▸ **YOUR INSTRUCTIONS**:
Retype the part of the btrfs send thread that opens with the words containing "0 siblings, 3" and closes with "a full send.".

* difference between -c and -p for send-receive?
@ 2017-09-19 0:41 Dave
2017-09-19 4:40 ` Duncan
` (2 more replies)
0 siblings, 3 replies; 7+ messages in thread
From: Dave @ 2017-09-19 0:41 UTC (permalink / raw)
To: linux-btrfs
new subject for new question
On Mon, Sep 18, 2017 at 1:37 PM, Andrei Borzenkov <arvidjaar@gmail.com> wrote:
> >> What scenarios can lead to "ERROR: parent determination failed"?
> >
> > The man page for btrfs-send is reasonably clear on the requirements
> > btrfs imposes. If you want to use incremental sends (i.e. the -c or -p
> > options) then the specified snapshots must exist on both the source and
> > destination. If you don't have a suitable existing snapshot then don't
> > use -c or -p and just do a full send.
> >
>
> Well, I do not immediately see why -c must imply incremental send. We
> want to reduce amount of data that is transferred, so reuse data from
> existing snapshots, but it is really orthogonal to whether we send full
> subvolume or just changes since another snapshot.
>
Starting months ago when I began using btrfs serious, I have been
reading, rereading and trying to understand this:
FAQ - btrfs Wiki
https://btrfs.wiki.kernel.org/index.php/FAQ#What_is_the_difference_between_-c_and_-p_in_send.3F
The comment above suddenly gives me another clue...

▸ **DATA SECTION**:

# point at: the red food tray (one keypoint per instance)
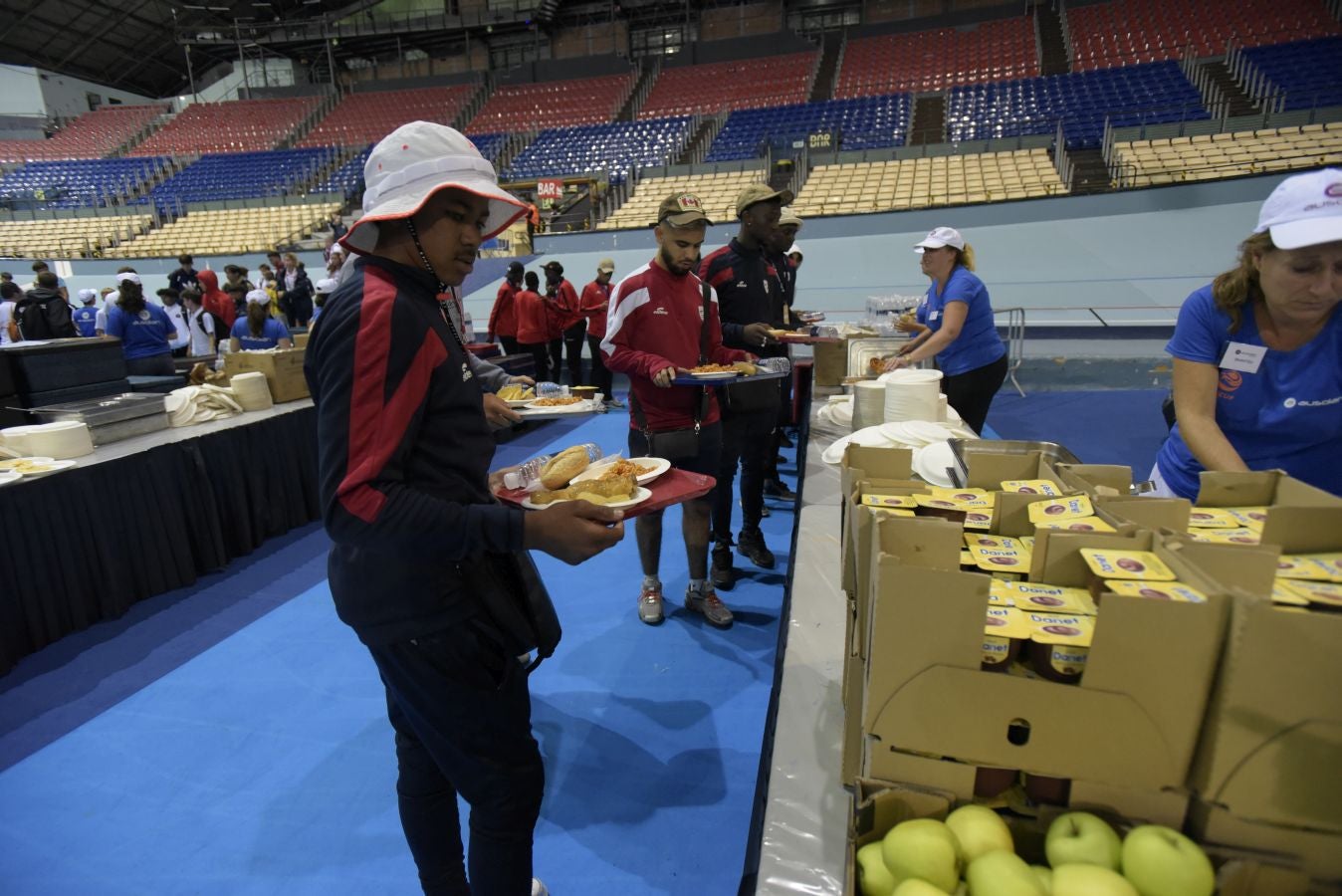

--

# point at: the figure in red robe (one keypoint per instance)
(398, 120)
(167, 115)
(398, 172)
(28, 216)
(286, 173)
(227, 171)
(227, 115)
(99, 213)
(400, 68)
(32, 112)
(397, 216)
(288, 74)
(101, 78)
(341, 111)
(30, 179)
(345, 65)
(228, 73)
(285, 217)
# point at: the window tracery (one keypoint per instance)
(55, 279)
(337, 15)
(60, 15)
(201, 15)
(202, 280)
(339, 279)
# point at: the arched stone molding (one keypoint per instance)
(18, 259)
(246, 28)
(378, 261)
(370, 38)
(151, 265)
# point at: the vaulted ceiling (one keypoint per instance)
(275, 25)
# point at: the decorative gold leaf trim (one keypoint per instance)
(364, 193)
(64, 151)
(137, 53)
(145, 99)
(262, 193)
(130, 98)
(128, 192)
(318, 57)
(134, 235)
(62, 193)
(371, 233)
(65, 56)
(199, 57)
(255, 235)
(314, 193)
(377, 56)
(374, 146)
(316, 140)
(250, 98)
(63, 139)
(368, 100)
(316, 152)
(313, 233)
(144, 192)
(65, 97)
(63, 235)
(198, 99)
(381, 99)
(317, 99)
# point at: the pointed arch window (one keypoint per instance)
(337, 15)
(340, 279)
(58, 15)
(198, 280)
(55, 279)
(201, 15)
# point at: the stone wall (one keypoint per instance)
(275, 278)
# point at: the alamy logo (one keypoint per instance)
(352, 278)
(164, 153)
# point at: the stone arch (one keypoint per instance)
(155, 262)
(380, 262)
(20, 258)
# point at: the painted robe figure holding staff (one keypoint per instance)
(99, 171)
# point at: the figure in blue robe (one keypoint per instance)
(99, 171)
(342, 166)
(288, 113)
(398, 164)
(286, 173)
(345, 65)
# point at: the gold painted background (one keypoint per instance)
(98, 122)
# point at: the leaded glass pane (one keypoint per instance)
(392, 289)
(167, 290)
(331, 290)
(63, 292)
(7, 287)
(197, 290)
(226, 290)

---

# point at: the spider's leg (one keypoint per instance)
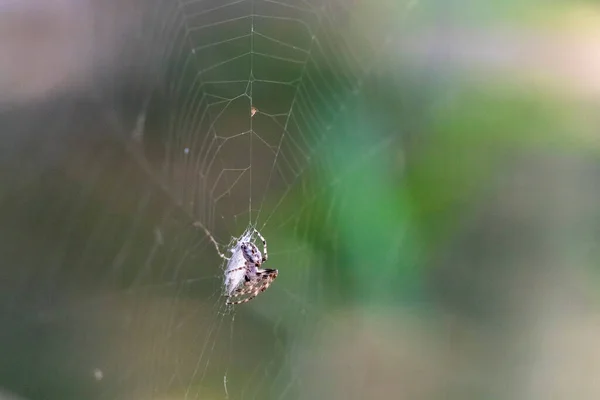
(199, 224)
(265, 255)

▸ **SOLUTION**:
0 siblings, 3 replies; 7+ messages in thread
From: Dave @ 2017-09-19 0:41 UTC (permalink / raw)
To: linux-btrfs
new subject for new question
On Mon, Sep 18, 2017 at 1:37 PM, Andrei Borzenkov <arvidjaar@gmail.com> wrote:
> >> What scenarios can lead to "ERROR: parent determination failed"?
> >
> > The man page for btrfs-send is reasonably clear on the requirements
> > btrfs imposes. If you want to use incremental sends (i.e. the -c or -p
> > options) then the specified snapshots must exist on both the source and
> > destination. If you don't have a suitable existing snapshot then don't
> > use -c or -p and just do a full send.